---------- Records to use

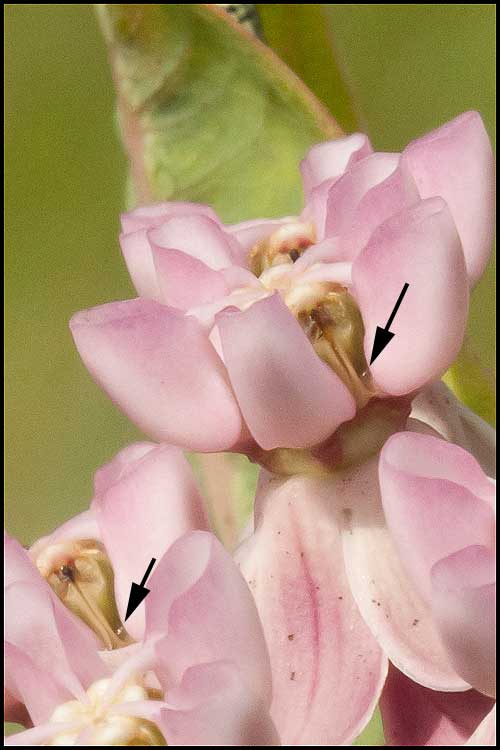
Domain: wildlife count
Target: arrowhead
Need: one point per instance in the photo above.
(382, 338)
(137, 596)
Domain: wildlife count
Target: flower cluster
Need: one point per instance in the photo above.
(366, 575)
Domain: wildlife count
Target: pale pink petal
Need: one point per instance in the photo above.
(420, 247)
(38, 735)
(18, 566)
(160, 368)
(329, 160)
(486, 734)
(214, 707)
(327, 668)
(287, 395)
(124, 461)
(155, 502)
(345, 195)
(354, 223)
(185, 281)
(201, 602)
(147, 217)
(428, 485)
(456, 162)
(464, 602)
(198, 236)
(52, 642)
(394, 610)
(35, 689)
(415, 716)
(136, 252)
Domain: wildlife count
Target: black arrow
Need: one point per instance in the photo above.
(383, 335)
(138, 592)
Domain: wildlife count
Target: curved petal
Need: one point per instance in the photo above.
(147, 217)
(155, 502)
(124, 461)
(420, 247)
(35, 689)
(18, 565)
(201, 602)
(198, 236)
(287, 395)
(428, 485)
(52, 639)
(486, 735)
(345, 195)
(138, 258)
(357, 222)
(437, 406)
(393, 609)
(327, 668)
(414, 716)
(464, 602)
(329, 160)
(456, 162)
(185, 281)
(159, 367)
(213, 707)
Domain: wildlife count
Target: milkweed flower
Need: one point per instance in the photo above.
(256, 337)
(440, 508)
(366, 599)
(188, 667)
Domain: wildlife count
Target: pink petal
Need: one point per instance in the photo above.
(464, 602)
(329, 160)
(199, 236)
(428, 485)
(418, 246)
(456, 163)
(120, 465)
(185, 281)
(415, 716)
(355, 222)
(147, 217)
(55, 641)
(287, 395)
(201, 602)
(18, 566)
(485, 735)
(160, 368)
(36, 690)
(328, 670)
(155, 502)
(213, 707)
(136, 252)
(400, 619)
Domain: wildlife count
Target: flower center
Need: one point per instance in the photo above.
(285, 245)
(101, 717)
(81, 575)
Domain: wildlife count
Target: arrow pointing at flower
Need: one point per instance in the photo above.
(383, 335)
(138, 592)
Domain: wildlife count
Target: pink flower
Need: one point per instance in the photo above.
(440, 510)
(190, 667)
(256, 336)
(335, 595)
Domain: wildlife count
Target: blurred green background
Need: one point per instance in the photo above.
(393, 70)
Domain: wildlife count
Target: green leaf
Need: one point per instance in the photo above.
(207, 112)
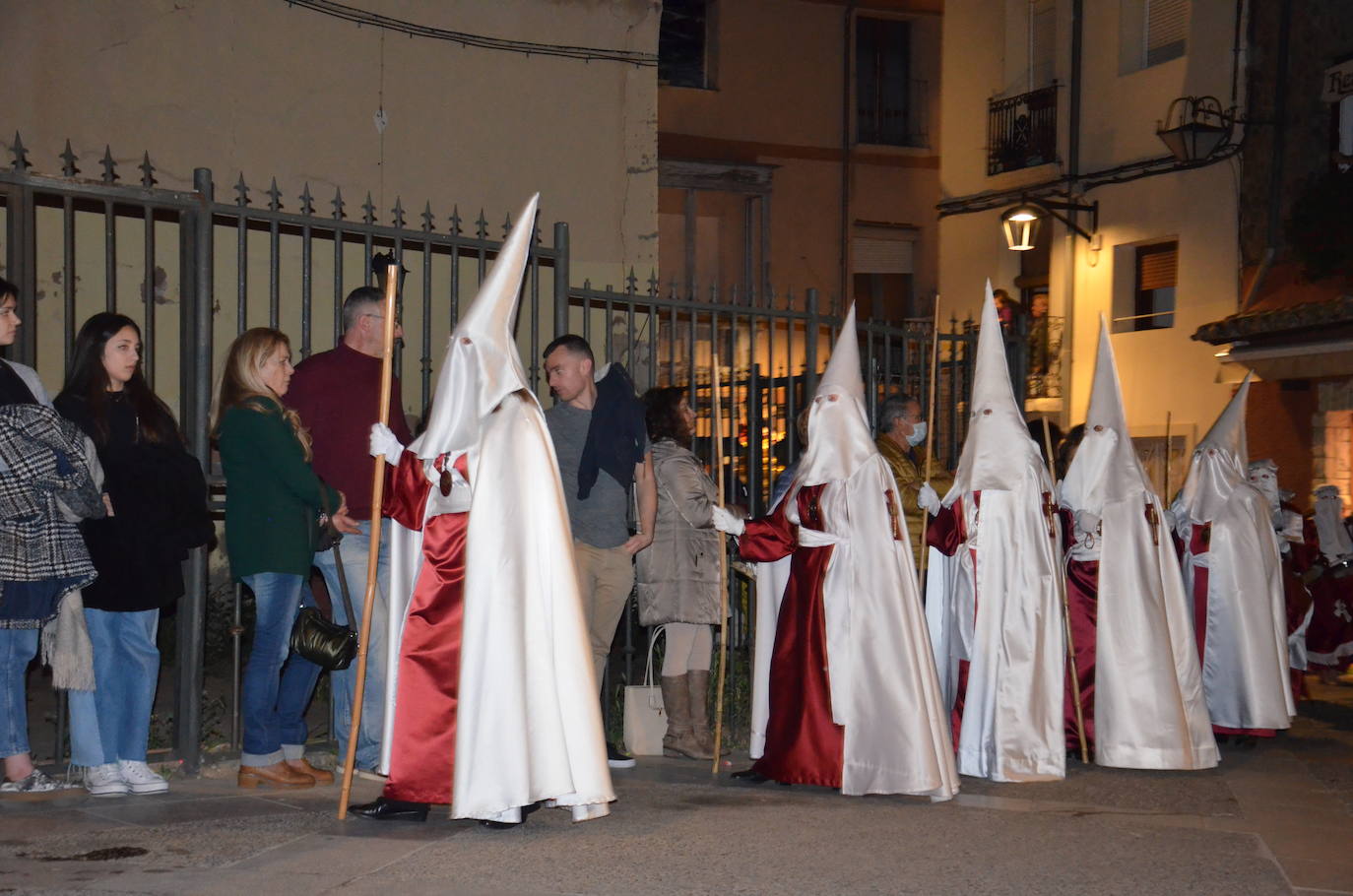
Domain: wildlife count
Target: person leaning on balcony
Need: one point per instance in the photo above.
(19, 631)
(678, 573)
(158, 501)
(901, 434)
(274, 499)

--------------------

**Exercise task**: Transcribe the listing in full and omit the pictures.

**Solution to this task**:
Domain: wildlife count
Target: arrowhead
Need: one point per instance in the photo above.
(382, 338)
(137, 596)
Domain: wildlife count
Target: flower cluster
Need: one point per instance in the photo above.
(366, 575)
Domain: wildlife count
Target: pale pink petal
Need: one point per instance in the photo above.
(420, 247)
(38, 735)
(18, 566)
(160, 368)
(329, 160)
(486, 734)
(214, 707)
(327, 668)
(287, 395)
(124, 461)
(155, 502)
(345, 195)
(354, 223)
(185, 281)
(201, 602)
(147, 217)
(428, 485)
(456, 162)
(464, 602)
(198, 236)
(52, 642)
(394, 610)
(35, 689)
(415, 716)
(136, 252)
Domain: wildlife count
Target: black arrow
Need: one point per instance in the photo above.
(383, 335)
(138, 592)
Domain: wildlife count
Target: curved petal
Need: one point per instance in the photo above.
(147, 217)
(155, 502)
(124, 461)
(420, 247)
(35, 689)
(18, 565)
(201, 602)
(198, 236)
(287, 395)
(428, 485)
(52, 639)
(486, 735)
(345, 195)
(138, 258)
(357, 222)
(437, 406)
(393, 609)
(327, 668)
(414, 716)
(464, 602)
(329, 160)
(456, 162)
(185, 281)
(159, 367)
(213, 707)
Domain: wildlife count
Target: milkweed flower
Need: one point per instance in the photo above.
(256, 337)
(440, 508)
(366, 599)
(188, 667)
Domain: wildlife count
Target: pink petal
Need: one point per instance in the photo above.
(464, 602)
(329, 160)
(199, 236)
(428, 485)
(418, 246)
(456, 163)
(120, 465)
(185, 281)
(415, 716)
(355, 222)
(147, 217)
(55, 641)
(287, 395)
(201, 602)
(18, 566)
(485, 735)
(160, 368)
(36, 690)
(328, 670)
(155, 502)
(213, 707)
(136, 252)
(400, 619)
Domain: wildlife count
Target: flower center
Need: one point per instance in the photo above.
(285, 245)
(101, 717)
(81, 575)
Domain: wildlife count
Target: arrow pointing at flower
Need: one point per instance in the photo above.
(383, 335)
(138, 592)
Domain: wildlife count
Target: pink flower
Need: one point per instance in the photo above.
(440, 510)
(190, 667)
(256, 336)
(335, 595)
Domain: wildlife count
Target: blurred green background
Need: one point per instance in the photo above.
(393, 70)
Domain: wildlife count
Target: green leaf
Need: one point per instance in the photo above.
(207, 112)
Domain: wildlife count
Target: person leaning on balcony
Need: one point per instance in the photo above.
(19, 631)
(678, 573)
(158, 501)
(901, 434)
(274, 499)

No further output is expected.